## Given request
Each entry below must be repeated word for word.

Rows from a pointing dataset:
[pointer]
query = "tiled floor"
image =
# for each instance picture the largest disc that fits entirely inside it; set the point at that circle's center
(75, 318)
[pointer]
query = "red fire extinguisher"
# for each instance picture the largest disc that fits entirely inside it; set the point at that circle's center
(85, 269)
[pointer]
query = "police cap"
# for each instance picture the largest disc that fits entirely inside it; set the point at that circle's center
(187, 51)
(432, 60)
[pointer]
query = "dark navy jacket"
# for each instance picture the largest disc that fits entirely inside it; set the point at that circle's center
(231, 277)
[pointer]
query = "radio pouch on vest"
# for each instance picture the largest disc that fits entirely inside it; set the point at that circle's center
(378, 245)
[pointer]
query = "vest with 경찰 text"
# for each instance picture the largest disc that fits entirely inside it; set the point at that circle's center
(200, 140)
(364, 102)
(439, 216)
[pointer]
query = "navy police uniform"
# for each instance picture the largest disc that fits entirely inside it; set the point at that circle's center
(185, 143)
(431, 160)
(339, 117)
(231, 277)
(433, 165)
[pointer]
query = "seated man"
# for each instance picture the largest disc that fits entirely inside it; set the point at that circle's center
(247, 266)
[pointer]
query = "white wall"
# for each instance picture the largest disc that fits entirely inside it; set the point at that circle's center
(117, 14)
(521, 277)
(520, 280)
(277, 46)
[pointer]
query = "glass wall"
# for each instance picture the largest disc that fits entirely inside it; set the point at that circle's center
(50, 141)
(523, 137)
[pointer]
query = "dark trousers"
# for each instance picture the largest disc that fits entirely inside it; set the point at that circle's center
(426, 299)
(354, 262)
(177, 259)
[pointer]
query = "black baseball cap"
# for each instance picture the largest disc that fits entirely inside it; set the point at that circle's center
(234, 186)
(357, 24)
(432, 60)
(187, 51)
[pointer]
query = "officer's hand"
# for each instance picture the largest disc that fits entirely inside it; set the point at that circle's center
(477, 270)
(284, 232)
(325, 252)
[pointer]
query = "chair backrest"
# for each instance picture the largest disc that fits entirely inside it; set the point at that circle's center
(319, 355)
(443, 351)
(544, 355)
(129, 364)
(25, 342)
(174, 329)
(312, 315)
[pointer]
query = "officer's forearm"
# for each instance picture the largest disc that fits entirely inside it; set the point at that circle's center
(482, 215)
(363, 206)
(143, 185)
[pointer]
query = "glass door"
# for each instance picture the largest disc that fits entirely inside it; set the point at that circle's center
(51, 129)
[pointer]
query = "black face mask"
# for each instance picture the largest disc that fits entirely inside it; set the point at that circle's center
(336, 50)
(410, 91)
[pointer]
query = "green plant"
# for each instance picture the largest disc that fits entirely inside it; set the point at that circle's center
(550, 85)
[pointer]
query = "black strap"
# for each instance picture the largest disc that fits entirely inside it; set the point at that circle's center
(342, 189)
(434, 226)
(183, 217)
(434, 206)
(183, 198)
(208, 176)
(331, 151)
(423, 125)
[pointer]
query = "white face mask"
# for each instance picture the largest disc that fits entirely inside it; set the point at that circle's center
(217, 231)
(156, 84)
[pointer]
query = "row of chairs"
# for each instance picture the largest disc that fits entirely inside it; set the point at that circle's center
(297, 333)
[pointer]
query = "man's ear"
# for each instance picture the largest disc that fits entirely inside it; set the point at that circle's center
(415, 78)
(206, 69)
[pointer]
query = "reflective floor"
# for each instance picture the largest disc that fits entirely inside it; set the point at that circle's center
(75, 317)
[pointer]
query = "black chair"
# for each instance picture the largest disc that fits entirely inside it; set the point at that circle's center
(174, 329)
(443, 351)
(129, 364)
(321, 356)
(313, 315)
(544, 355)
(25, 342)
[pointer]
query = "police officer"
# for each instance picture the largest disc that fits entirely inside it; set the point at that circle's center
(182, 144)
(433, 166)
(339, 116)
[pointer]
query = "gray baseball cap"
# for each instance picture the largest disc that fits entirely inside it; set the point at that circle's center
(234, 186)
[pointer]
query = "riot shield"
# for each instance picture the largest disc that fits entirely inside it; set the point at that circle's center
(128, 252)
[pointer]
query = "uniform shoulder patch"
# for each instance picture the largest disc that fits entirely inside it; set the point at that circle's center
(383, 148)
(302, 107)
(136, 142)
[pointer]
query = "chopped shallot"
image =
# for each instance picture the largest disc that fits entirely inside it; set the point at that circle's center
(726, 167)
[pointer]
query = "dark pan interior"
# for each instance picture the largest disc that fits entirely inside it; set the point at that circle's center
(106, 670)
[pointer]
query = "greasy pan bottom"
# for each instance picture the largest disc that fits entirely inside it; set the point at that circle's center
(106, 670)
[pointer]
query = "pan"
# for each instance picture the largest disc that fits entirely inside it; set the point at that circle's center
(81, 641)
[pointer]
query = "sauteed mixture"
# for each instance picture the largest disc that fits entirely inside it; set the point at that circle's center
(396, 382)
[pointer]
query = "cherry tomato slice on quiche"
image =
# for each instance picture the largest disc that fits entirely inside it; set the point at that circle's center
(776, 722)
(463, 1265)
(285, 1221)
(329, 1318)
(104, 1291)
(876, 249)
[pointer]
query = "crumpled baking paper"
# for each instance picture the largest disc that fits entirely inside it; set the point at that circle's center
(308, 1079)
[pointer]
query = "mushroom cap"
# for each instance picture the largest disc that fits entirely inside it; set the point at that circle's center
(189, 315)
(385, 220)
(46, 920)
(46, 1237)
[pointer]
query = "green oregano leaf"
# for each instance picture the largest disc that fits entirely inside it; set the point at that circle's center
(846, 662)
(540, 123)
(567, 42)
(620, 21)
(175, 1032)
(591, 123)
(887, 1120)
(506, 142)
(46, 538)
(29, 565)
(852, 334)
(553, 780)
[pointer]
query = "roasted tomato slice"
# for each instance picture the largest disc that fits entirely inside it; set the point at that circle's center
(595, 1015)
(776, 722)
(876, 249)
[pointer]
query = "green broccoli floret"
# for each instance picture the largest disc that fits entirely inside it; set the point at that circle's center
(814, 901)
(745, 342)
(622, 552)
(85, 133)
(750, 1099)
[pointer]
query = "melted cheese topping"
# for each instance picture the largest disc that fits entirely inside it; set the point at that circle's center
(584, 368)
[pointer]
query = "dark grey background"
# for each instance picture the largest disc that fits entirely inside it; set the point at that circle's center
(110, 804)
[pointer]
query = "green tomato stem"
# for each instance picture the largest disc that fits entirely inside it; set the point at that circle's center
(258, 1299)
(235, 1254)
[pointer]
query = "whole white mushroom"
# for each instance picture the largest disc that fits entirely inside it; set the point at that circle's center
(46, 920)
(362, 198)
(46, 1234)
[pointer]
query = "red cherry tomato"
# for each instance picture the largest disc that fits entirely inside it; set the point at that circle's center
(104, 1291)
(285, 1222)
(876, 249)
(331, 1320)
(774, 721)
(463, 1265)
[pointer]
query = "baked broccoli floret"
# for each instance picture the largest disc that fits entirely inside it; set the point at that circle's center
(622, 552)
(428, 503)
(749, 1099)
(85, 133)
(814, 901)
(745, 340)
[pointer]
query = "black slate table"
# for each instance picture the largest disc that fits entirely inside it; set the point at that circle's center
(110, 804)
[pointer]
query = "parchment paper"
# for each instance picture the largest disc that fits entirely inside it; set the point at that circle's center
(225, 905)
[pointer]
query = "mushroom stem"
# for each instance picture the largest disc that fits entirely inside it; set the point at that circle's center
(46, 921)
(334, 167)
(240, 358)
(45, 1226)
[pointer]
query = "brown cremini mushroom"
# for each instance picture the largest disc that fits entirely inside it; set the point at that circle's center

## Final answer
[pointer]
query = "tiled floor"
image =
# for each instance picture the largest disc that fits entirely inside it; set the point at that circle's center
(75, 318)
[pointer]
query = "red fire extinguisher"
# for each instance picture the largest disc that fits entirely inside it; set the point at that circle's center
(85, 269)
[pointer]
query = "police cap"
# for each instance picture the largest disc that fits entirely inside it; set the point at that circle's center
(187, 51)
(432, 60)
[pointer]
query = "dark navy jacket"
# for each instance picture the largest disc that fits entirely inside it; set the point at that circle's center
(231, 277)
[pointer]
query = "radio pouch on vest"
# for each instance picture the largest disc that fits entirely inside it; set the point at that circle's center
(378, 245)
[pointer]
query = "vest with 경찰 text"
# for each instance picture the largest disc that fits entirely inside it; set the point at that circle's center
(200, 140)
(364, 102)
(439, 216)
[pointer]
query = "navy police uniform"
# for each instance picture the largest disc that fits entirely inside it; set the point at that circle's center
(185, 143)
(431, 160)
(339, 117)
(231, 277)
(433, 165)
[pointer]
query = "seated man"
# for each instance picture the largest disc that fits entirely inside it; set the point at that circle's center
(247, 266)
[pointer]
query = "white wall"
# for each instance picture the largest disc that fits entirely inside it; set the point at that circle's center
(117, 14)
(521, 277)
(520, 280)
(277, 46)
[pointer]
query = "glass wall"
# for each instance picture the largest disc that fits entirely inside it; set the point at that circle's center
(50, 141)
(523, 137)
[pointer]
query = "dark trousers"
# for each instance picture the largest disc that fits entirely inside it; set the point at that circle's center
(426, 299)
(354, 262)
(177, 259)
[pointer]
query = "black baseball cap"
# for each instance picture the largest disc that fits entirely inside it; set the point at that circle's center
(234, 186)
(357, 24)
(432, 60)
(187, 51)
[pointer]
query = "officer's hand"
# for each instance picture the largest disc that fits entirely inside it; set the point at that circle's center
(477, 270)
(284, 232)
(325, 252)
[pointer]
query = "chair backrest"
# for each instance picture the largest disc that fits entirely inside it; set the point at that circle's center
(319, 355)
(443, 351)
(544, 355)
(129, 364)
(25, 342)
(174, 329)
(312, 315)
[pointer]
query = "officer's forearm"
# for each instance picture the largest disc that fits entirely inside it; set the point at that circle's center
(482, 215)
(363, 206)
(143, 185)
[pointer]
query = "glass door"
# for each instance picture the largest disc that fits entirely inside it; set the point at that circle's center
(51, 129)
[pointer]
query = "black face mask"
# for each instance picture the largest disc that fits entirely inside it; set the point at that circle's center
(336, 50)
(410, 91)
[pointer]
query = "green plant"
# for each instance picture the largest disc that fits entirely inside it; set the point at that circle's center
(550, 85)
[pointer]
query = "black strap"
# for each instance picture the largest disc that fits entirely inside it; set the point at that circle's center
(342, 189)
(434, 226)
(183, 217)
(434, 206)
(183, 198)
(208, 176)
(331, 151)
(423, 125)
[pointer]
query = "white face mask"
# for each instance picture the largest disc that fits entirely inside it; set the point at that circle's center
(217, 231)
(156, 84)
[pointer]
query = "row of chairs"
# for each instance picture the largest disc that fits entirely inside it; set the point at that circle's center
(297, 333)
[pointer]
query = "man's ear"
# for each instance picture the largest disc that fits entirely inside it; set the point at that circle's center
(415, 78)
(206, 69)
[pointer]
query = "reflective floor"
# for each instance picture the largest disc that fits entirely inside it; set the point at that circle's center
(75, 317)
[pointer]
query = "black chair"
# for each instance picture the largest disc that fits entirely inside it; set the point at that circle's center
(174, 329)
(443, 351)
(129, 364)
(321, 356)
(313, 315)
(544, 355)
(25, 342)
[pointer]
query = "police officer"
# for each instance picture the largest disc that fits entirely inside it; set the point at that circle's center
(182, 144)
(433, 166)
(339, 116)
[pointer]
query = "gray baseball cap"
# for each instance picture the largest disc that fits entirely inside it; set the point at that circle's center
(234, 186)
[pointer]
query = "riot shield"
# for each instance picture the largest disc that fits entirely inside it; set the point at that circle's center
(128, 252)
[pointer]
query = "uniform shoulder patch"
# for each instance picture the largest disc that fits entirely inside it; set the point at that circle's center
(383, 148)
(302, 107)
(136, 142)
[pointer]
query = "chopped shallot"
image =
# for each instance picture the largest disc that fits entirely inside it; set the point at that circle's center
(726, 167)
[pointer]
query = "dark pan interior"
# for each instance picture the largest disc that fits entirely inside it; set the point at that circle's center
(106, 670)
[pointer]
query = "greasy pan bottom"
# for each instance picture the largest disc that fits entirely inside it; set the point at that circle's center
(106, 670)
[pointer]
query = "pan"
# for each instance picture the largest disc that fits entirely inside it; set the point at that circle's center
(81, 641)
[pointer]
query = "sauteed mixture"
# for each instance picture the largest disc that fits entirely inside it; set the point at that circle's center
(396, 382)
[pointer]
query = "cherry tomato slice on quiche"
image =
# for each instance picture the largest disc that fits entirely inside it; set the point at that circle's center
(776, 722)
(463, 1265)
(285, 1221)
(329, 1318)
(104, 1291)
(876, 249)
[pointer]
query = "crumpled baking paper"
# for each instance picture the largest disc that fits entirely inside it; set the point at that circle's center
(308, 1079)
[pointer]
query = "mushroom cap"
# for each instance picture the largest disc that fits entirely inside it; set the point at that circle's center
(189, 315)
(385, 220)
(46, 920)
(46, 1237)
[pointer]
query = "green oregano leaf"
# for each instance picture the largest disc that fits entirely inside it; set the point at that circle's center
(846, 662)
(540, 123)
(567, 42)
(620, 21)
(175, 1032)
(591, 123)
(887, 1120)
(506, 142)
(46, 538)
(29, 565)
(852, 334)
(553, 780)
[pointer]
query = "roasted tomato slice"
# for each instance picture the largest disc that fits entirely inside it; set the point at that circle's center
(595, 1015)
(776, 722)
(876, 249)
[pointer]
query = "green broccoli floret"
# for each instance picture the largest disc that fits entirely inside it; set the point at that circle's center
(814, 901)
(745, 342)
(622, 552)
(85, 133)
(750, 1099)
[pointer]
query = "melted cheese topping"
# for each instance picture the largest disc that fits entirely inside it; set the point at that circle's center
(584, 368)
[pointer]
query = "dark grey background"
# for each instance picture the largest disc that fits entirely inside it; set the point at that circle's center
(110, 804)
[pointer]
query = "green tomato stem"
# for each instance picture the largest disc that fits entirely inside it; set the point at that circle's center
(258, 1299)
(235, 1254)
[pointer]
query = "whole white mushroom"
# for each instance picture the largest disc that fits entirely inside it; set the point at that circle's center
(46, 920)
(362, 198)
(46, 1234)
[pointer]
query = "red cherry tomato"
# for each instance picture the largest disc that fits entirely inside it; set the point at that circle's center
(104, 1291)
(285, 1222)
(876, 249)
(331, 1320)
(774, 721)
(463, 1265)
[pointer]
query = "baked broccoli floret"
# for each instance picture the largest disc that fits entirely inside it; set the point at that circle's center
(622, 552)
(428, 503)
(749, 1099)
(85, 133)
(814, 901)
(745, 340)
[pointer]
query = "black slate table"
# for each instance picture the largest disc that fits entirely inside it; set the point at that circle's center
(110, 804)
[pointer]
query = "parchment paper"
# for each instance picture the largest disc that fits entirely inside it; set the point at that circle's center
(225, 905)
[pointer]
query = "mushroom stem"
# for each instance picture the largest disc that fits entirely inside it; set the point at that circle's center
(46, 921)
(334, 167)
(240, 358)
(45, 1226)
[pointer]
query = "brown cremini mushroom"
# for each instance picture the largest disc that fits entirely inside it; set the point at that circle's center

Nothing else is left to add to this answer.